■ Coordinate annotation items ■
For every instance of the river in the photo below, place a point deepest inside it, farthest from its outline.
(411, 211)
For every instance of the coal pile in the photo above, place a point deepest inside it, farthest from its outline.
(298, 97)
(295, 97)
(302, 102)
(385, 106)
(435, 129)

■ Short exercise ■
Copy every line of the items above word for word, keeping each coordinate unchanged.

■ Result of this exercise ■
For every instance of the river in the photo below, place a point deepest inside it, farthest from its outline.
(411, 211)
For every instance of the coal pile in the photo above, place a point deepest inside it, farthest from its outline.
(298, 97)
(295, 97)
(302, 102)
(385, 106)
(435, 129)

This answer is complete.